Excerpted passage →
Begin
Music: Vale

6 minute read
TIME

It was a gala night at Covent Garden, London. The King was there, so were the Queen with the old Dowager Countess of Minto, the Duke and the Duchess of Beaufort, he who was King Manuel and she who was Queen Augusta of Portugal, Prince Chichibu of Japan and a hundred other folk whom people jostle through crowds to glimpse. But it was not for the King or for the Queen that common folk had stood, many of them, some 20 hours in line, not for them especially that Covent Garden had preened itself to a pre-War splendor. It was for Nellie Melba,* prima donna, Dame of the British Empire, who had set that night for her farewell appearance in opera.

What would the opera be? Dame Nellie held long council with her memories. La Bohème was good. It stood for a hundred triumphs, for gay, gay Monte Carlo and her début there a quarter of a century ago, for Russian Grand Dukes and Princesses, the warm scent of orange blossoms, tiny balls spinning in a great casino, the great Caruso who was her Rodolfo, Tosti making great goggle eyes from the front row. It, too, had been the first Covent Garden performance after the War, when a shabby tweed audience replaced the pompous black. Yes, La Bohème was good. But so was Romeo et Juliette, which she had studied with Gounod himself—Gounod with his velvet skullcap and his velvet smoking jacket—Romeo et Juliette in which she had made her first successful London appearance with Jean de Reszke her Romeo, his brother Edouard the Friar. And there was Otello, fruit of Verdi’s Indian-summer genius. She had sung Otello for the Master himself, an old man then like a gnarled tree, kindly, restrained, with bright, bright eyes and restless hands. Yes, it was a finicky business, that of choosing the opera. Perhaps a bit from all three. . . .

And so it was. She sang arias from the third and fourth acts of La Bohème, the balcony scene from Romeo et Juliette to the Romeo of Charles Hackett, U. S. tenor, the final scene from Otello. She died once as Mimi, again as Desdemona. Her Britannic Majesty, high in her royal box, wiped away a tear.
End
Written request A →
Condense the paragraph of the article on Nellie Melba's farewell that begins "It was a gala night" into a shorter version that keeps its main facts.

Supplied material →
Begin
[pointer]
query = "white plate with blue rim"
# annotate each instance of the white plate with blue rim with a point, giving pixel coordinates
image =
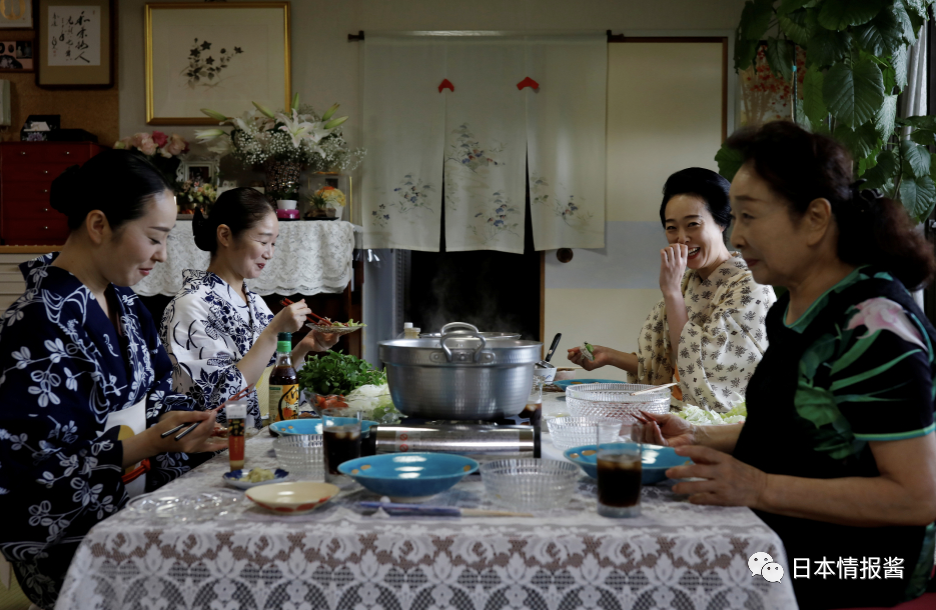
End
Begin
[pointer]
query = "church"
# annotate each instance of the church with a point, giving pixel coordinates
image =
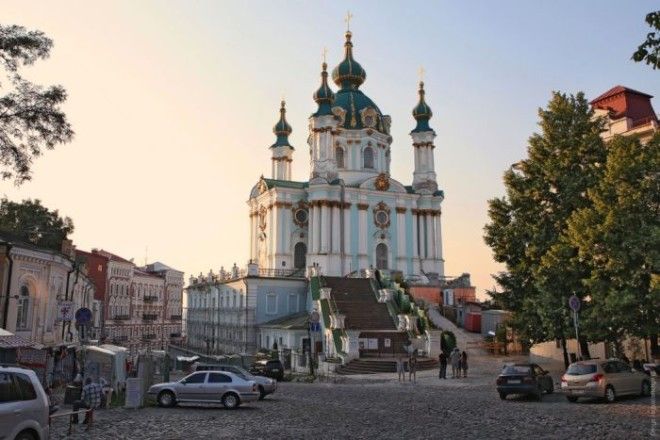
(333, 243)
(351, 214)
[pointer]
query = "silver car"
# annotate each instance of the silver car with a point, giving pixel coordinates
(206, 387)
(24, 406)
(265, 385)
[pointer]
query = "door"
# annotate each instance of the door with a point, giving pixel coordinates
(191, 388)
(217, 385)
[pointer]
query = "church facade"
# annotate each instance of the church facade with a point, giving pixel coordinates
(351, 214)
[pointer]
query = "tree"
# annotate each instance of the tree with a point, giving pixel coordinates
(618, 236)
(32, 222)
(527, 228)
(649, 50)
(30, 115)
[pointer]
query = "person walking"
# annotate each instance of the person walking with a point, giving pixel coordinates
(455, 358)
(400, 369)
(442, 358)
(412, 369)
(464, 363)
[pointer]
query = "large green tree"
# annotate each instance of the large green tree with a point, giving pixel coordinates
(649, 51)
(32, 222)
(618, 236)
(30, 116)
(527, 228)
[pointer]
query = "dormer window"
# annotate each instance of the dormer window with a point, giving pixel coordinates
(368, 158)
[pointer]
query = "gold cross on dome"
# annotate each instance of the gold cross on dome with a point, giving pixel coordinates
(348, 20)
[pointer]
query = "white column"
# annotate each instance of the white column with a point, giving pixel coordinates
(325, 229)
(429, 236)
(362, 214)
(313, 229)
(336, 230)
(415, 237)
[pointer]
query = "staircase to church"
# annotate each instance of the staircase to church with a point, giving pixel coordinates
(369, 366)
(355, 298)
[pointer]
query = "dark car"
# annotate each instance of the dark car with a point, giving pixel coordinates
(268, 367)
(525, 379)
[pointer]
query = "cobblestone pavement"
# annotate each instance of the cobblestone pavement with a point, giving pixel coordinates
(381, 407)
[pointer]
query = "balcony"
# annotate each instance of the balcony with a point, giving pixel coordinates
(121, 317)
End
Written request B →
Tally the lines in the rows that contain the string "column", and give only that number.

Task solution A →
On a gala night at Covent Garden, London, the audience included the King, the Queen with the old Dowager Countess of Minto, the Duke and Duchess of Beaufort, the former King Manuel and Queen Augusta of Portugal, Prince Chichibu of Japan and a hundred other celebrated people. Yet common folk, some after about 20 hours in line, had come for Nellie Melba, and the house had been restored to pre-War splendor for her. The prima donna and Dame of the British Empire had chosen that night for her farewell appearance in opera.

Task solution B →
2